◆ Enunciado A:
Com base no trecho sobre a parábola da figueira, diga se cada afirmação concorda com ele: (i) o dono da vinha concede mais um tempo à figueira diante do pedido do vinhateiro; (ii) a figueira recebe mais três anos para produzir frutos; (iii) o vinhateiro se propõe a podar os galhos da figueira. Para cada uma, responda sim ou não e cite literalmente as palavras do trecho que decidem.

◆ Trecho do documento:

□ □ □

Através da parábola da figueira, Jesus dá as indicações práticas sobre o tempo da conversão. Antes de tudo, a parábola nos fala sobre a paciência de Deus: apesar da esterilidade crônica da figueira, diante da súplica do vinhateiro, o dono da vinha concede mais um tempo para que ela produza frutos. Contudo, o tempo para que a planta dê frutos não é adiado indefinidamente: a figueira só tem mais um ano, somente mais uma estação, mais uma última chance para produzir os frutos esperados. Isso pode nos parecer severo, mas não podemos esquecer isso que a Igreja proclama a cada dia, na primeira celebração da Liturgia das Horas: “Hoje, não fecheis o vosso coração (…)” (Sl 94). É este “hoje” que conta, amanhã pode ser muito tarde. É neste “hoje” que eu devo me converter e é neste “hoje” que Deus deseja operar a minha salvação.

Para tentar salvar a figueira não é suficiente um tratamento superficial, por isso o trabalho tem que ser feito em suas raízes. O vinhateiro se propõe a “cavar em volta dela e colocar adubo”. De fato, a conversão é um trabalho que precisa ser realizado nas profundezas de nosso ser, cavando essa terra dura do nosso coração. Inevitavelmente, quando cavamos ao redor de uma árvore, algumas de suas raízes também são cortadas. Por isso, permitir que o Senhor cave e revolva a nossa terra exige de nós o despojamento, para que as nossas raízes más sejam arrancadas.

□ □ □

◆ Enunciado B:
Nas entradas, reescreva as linhas que vão do início até a linha que contém "[8,164,398,299]", inclusive, trocando "paved road" por "gravel road" e deixando todo o resto igual. Não inclua as imagens na resposta.

◆ Entradas:
□ □ □

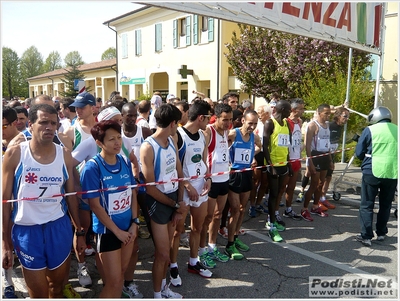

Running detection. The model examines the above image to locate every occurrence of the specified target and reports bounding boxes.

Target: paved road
[8,164,398,299]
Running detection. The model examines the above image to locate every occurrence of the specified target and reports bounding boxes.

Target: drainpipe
[47,77,54,97]
[107,23,118,91]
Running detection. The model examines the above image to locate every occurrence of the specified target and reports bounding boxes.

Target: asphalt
[7,163,398,299]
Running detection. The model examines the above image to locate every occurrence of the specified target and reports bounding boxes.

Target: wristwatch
[75,230,86,236]
[131,217,140,226]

□ □ □

◆ Resposta correta A:
(i) Sim: "diante da súplica do vinhateiro, o dono da vinha concede mais um tempo para que ela produza frutos"
(ii) Não: "a figueira só tem mais um ano"
(iii) Não: "O vinhateiro se propõe a “cavar em volta dela e colocar adubo”."

◆ Resposta correta B:
Running detection. The model examines the above image to locate every occurrence of the specified target and reports bounding boxes.

Target: gravel road
[8,164,398,299]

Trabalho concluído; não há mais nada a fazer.